Other GT products: Elevidys, Hemgenix, and Roctavian are all administered via intravenous infusion. Like Zolgensma, AAV vectors were detected in samples such as serum/plasma, urine and saliva [18-20]. In Roctavian’s PK studies, patients’ plasma and semen samples were evaluated using an immunoprecipitation qPCR assay to detect capsid-wrapped viral genome, which could potentially be infectious, following conventional qPCR assay [20]. Encapsidated viral genome was detectable in plasma up to 10 weeks after administration, while its maximum time to clearance in semen was 12 weeks.

Analytical methods for PK studies of AAV-based GT products 

Assessment of vector biodistribution

Samples collected in AAV vector biodistribution studies typically include tissues at the injection site (e.g., retina), as well as liver and gonad tissues, and biofluids such as blood and cerebrospinal fluid. The sampling time-points should be designed to cover the in vivo kinetics of AAV vectors, with additional time-points included to thoroughly capture the duration of the steady-state period or to estimate persistence. Vector biodistribution assessment typically involves detecting viral genome and transgene products [21]. In clinical trials, invasive techniques like biopsies and tissue collection may not always be practical or ethical to perform, resulting in limited number of clinical biodistribution studies [22]. Thus, biodistribution data about AAV vectors are primarily obtained from preclinical studies performed in animals [23].

# Study material:
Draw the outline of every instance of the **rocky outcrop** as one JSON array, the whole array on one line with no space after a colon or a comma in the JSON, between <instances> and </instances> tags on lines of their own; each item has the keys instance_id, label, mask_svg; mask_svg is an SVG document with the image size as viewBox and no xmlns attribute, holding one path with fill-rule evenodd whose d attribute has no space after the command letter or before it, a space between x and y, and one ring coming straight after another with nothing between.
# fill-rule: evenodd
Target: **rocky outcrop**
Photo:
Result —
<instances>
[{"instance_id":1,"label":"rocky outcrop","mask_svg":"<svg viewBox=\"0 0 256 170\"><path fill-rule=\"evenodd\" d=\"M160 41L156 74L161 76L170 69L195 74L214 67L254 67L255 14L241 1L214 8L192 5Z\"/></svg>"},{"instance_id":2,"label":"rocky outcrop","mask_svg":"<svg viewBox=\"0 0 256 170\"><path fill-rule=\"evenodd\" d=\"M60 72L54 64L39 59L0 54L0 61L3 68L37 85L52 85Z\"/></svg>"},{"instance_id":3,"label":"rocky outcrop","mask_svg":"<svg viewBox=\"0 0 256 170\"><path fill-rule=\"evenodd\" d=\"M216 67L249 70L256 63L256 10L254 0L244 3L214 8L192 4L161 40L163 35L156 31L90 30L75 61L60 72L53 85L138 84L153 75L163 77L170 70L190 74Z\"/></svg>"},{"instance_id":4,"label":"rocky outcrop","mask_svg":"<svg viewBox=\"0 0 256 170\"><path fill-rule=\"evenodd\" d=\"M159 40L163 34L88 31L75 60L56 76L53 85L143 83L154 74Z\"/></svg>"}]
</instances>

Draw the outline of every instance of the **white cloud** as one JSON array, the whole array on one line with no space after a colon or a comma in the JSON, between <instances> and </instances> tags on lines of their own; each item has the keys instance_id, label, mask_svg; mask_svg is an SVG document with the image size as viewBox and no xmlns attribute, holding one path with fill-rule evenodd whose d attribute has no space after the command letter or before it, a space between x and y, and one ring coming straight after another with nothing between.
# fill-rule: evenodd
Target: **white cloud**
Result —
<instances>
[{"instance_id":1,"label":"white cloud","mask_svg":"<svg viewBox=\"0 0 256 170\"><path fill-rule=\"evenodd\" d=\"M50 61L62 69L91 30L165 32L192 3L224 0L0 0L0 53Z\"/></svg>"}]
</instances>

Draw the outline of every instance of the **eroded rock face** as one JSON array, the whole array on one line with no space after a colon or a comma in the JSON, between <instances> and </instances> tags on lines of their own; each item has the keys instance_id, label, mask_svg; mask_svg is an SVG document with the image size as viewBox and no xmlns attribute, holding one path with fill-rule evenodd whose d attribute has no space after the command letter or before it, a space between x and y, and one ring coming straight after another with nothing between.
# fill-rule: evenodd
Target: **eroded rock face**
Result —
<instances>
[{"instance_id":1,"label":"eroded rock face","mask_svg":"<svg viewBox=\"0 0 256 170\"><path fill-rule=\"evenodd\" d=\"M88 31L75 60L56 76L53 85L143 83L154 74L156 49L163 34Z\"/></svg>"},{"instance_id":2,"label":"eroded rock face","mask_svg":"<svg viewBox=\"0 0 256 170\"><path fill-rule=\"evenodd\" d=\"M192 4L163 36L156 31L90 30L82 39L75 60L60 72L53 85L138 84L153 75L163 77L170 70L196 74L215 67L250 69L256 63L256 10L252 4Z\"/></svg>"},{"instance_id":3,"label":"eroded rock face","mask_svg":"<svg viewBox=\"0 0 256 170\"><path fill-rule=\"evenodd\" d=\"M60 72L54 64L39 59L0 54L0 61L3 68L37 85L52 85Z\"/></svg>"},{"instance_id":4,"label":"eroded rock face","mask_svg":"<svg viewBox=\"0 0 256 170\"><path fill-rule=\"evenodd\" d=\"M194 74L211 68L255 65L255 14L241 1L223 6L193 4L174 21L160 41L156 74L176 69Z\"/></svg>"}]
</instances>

# What is needed:
Reproduce word for word the stretch of the AAV gene therapy passage above from "Other GT products: Elevidys, Hemgenix, and" through "was 12 weeks.".

# Response:
Other GT products: Elevidys, Hemgenix, and Roctavian are all administered via intravenous infusion. Like Zolgensma, AAV vectors were detected in samples such as serum/plasma, urine and saliva [18-20]. In Roctavian’s PK studies, patients’ plasma and semen samples were evaluated using an immunoprecipitation qPCR assay to detect capsid-wrapped viral genome, which could potentially be infectious, following conventional qPCR assay [20]. Encapsidated viral genome was detectable in plasma up to 10 weeks after administration, while its maximum time to clearance in semen was 12 weeks.